>>>>

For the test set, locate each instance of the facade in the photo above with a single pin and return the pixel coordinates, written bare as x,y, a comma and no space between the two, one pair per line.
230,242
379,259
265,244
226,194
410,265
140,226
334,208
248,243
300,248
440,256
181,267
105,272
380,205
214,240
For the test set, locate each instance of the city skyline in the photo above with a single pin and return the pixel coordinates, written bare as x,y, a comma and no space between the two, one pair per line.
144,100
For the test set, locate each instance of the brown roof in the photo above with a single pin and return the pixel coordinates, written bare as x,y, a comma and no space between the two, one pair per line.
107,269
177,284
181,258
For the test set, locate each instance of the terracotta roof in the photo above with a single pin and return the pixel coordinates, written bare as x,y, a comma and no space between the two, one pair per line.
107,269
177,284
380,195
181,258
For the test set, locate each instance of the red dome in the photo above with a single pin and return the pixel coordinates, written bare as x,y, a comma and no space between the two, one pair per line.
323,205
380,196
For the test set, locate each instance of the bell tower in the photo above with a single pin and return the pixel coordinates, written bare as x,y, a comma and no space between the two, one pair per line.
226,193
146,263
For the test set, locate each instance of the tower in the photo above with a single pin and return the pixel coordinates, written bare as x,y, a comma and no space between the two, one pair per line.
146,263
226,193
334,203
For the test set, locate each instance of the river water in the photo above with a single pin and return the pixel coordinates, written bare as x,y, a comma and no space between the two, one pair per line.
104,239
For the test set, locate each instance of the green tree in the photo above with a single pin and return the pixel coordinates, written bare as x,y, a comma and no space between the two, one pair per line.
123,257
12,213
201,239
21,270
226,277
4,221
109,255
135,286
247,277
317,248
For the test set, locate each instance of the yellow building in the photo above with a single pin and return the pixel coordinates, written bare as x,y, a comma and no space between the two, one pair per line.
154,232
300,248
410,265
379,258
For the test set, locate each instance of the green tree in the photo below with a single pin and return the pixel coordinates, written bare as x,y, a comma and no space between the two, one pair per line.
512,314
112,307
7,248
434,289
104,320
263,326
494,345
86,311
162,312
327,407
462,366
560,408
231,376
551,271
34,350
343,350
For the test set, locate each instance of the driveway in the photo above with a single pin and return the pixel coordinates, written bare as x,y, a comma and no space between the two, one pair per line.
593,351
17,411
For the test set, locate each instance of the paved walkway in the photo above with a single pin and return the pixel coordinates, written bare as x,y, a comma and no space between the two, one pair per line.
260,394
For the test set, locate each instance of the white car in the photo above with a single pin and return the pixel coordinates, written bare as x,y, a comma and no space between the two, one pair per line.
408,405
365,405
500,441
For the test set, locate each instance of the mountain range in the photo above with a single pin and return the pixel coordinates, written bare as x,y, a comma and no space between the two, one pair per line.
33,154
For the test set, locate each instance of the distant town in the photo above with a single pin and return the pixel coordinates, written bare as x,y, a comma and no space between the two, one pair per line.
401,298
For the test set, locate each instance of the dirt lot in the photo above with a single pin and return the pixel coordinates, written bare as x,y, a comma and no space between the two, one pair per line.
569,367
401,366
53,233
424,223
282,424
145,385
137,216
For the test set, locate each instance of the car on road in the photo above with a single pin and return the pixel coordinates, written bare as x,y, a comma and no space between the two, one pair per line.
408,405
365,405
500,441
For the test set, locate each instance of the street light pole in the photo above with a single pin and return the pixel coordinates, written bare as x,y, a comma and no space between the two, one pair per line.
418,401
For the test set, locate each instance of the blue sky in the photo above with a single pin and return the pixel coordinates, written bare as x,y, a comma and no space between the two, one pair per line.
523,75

<<<<

** INSTRUÇÕES DO EXERCÍCIO **
Apresente as linhas acima em forma de lista numerada, sem incluir as linhas em branco.

** RESULTADO CORRETO **
1. For the test set, locate each instance of the facade in the photo above with a single pin and return the pixel coordinates, written bare as x,y, a comma and no space between the two, one pair per line.
2. 230,242
3. 379,259
4. 265,244
5. 226,194
6. 410,265
7. 140,226
8. 334,208
9. 248,243
10. 300,248
11. 440,256
12. 181,267
13. 105,272
14. 380,205
15. 214,240
16. For the test set, locate each instance of the city skyline in the photo above with a single pin and return the pixel coordinates, written bare as x,y, a comma and no space between the two, one pair per line.
17. 144,100
18. For the test set, locate each instance of the brown roof in the photo above with a single pin and return the pixel coordinates, written bare as x,y, a comma and no space between the two, one pair per line.
19. 107,269
20. 177,284
21. 181,258
22. For the test set, locate each instance of the terracotta roof in the photo above with a single pin and return the pixel coordinates, written bare as x,y, a comma and no space between the two, one pair per line.
23. 107,269
24. 177,284
25. 380,195
26. 181,258
27. For the test set, locate each instance of the red dome in the photo above with a single pin and return the pixel coordinates, written bare as x,y, a comma and no space between the two, one pair per line.
28. 323,205
29. 380,196
30. For the test set, locate each instance of the bell tower in the photo above with a single pin and return the pixel coordinates, written bare as x,y, a comma and no space between the two, one pair per line.
31. 226,193
32. 146,263
33. For the test set, locate each instance of the tower in the photo above with a single pin and return the pixel coordinates, written bare as x,y, a comma and no space between the two, one pair per line.
34. 146,263
35. 226,193
36. 334,203
37. For the test set, locate each instance of the river water in the photo above with a single pin and return the pixel coordinates, written bare as x,y, a comma and no space between the two, one pair per line.
38. 104,239
39. For the test set, locate each instance of the green tree in the photo above with a single pin and return the pixel coordinates, written bare as x,y, a comma and no space between the two, one pair per line.
40. 123,257
41. 12,213
42. 201,239
43. 21,270
44. 226,277
45. 4,221
46. 109,255
47. 135,286
48. 247,277
49. 317,248
50. For the test set, locate each instance of the yellow building in the photo above with a single pin and return the pixel coordinates, written bare as x,y, a comma and no space between the two, one pair per line.
51. 154,232
52. 300,248
53. 410,265
54. 379,258
55. For the test set, locate each instance of the green tree in the photo below with a single pin and return the pixel coordinates, written bare as x,y, a comma and no space between the two, one pair per line.
56. 512,314
57. 112,307
58. 7,248
59. 434,289
60. 104,320
61. 263,326
62. 494,345
63. 86,311
64. 162,312
65. 327,407
66. 462,366
67. 560,408
68. 231,376
69. 551,271
70. 34,350
71. 343,350
72. For the test set, locate each instance of the driveway in the photo above with a single pin and return the pixel coordinates, written bare as x,y, a comma and no space between the two, one pair per line.
73. 593,351
74. 17,411
75. For the test set, locate each instance of the paved walkway in the photo above with a single pin and return the pixel coordinates, written bare as x,y, a comma and no space between the two, one pair per line.
76. 260,394
77. For the test set, locate each instance of the white car in the photo above with a single pin and return the pixel coordinates, written bare as x,y, a comma and no space between the two, one pair per line.
78. 408,405
79. 365,405
80. 500,441
81. For the test set, locate each instance of the mountain range in the photo above with a single pin and return the pixel coordinates, written bare as x,y, a comma and no space between the two, one pair per line.
82. 33,154
83. For the test set, locate each instance of the distant town in the photo above with a single pin and return the pixel coordinates, written bare as x,y, a comma and no space between the two, one pair per line.
84. 401,298
85. For the test set, locate each instance of the dirt lot in the photo above with a single pin and return the pixel coordinates, written bare as x,y, a comma and no space between the two, one pair per line.
86. 569,367
87. 401,366
88. 53,233
89. 424,223
90. 282,424
91. 145,385
92. 137,216
93. For the test set, locate each instance of the car on road in the photo above with a single pin and return the pixel coordinates, written bare as x,y, a comma and no space between the two, one pair per line.
94. 408,405
95. 365,405
96. 500,441
97. For the test set, locate each instance of the street light pole in the photo above with a single pin and return the pixel coordinates, written bare as x,y, a comma and no space between the two, one pair per line.
98. 418,401
99. For the test set, locate each instance of the blue sky in the photo above with a single pin and return the pixel coordinates, written bare as x,y, a comma and no space between the two, one pair per line.
100. 523,75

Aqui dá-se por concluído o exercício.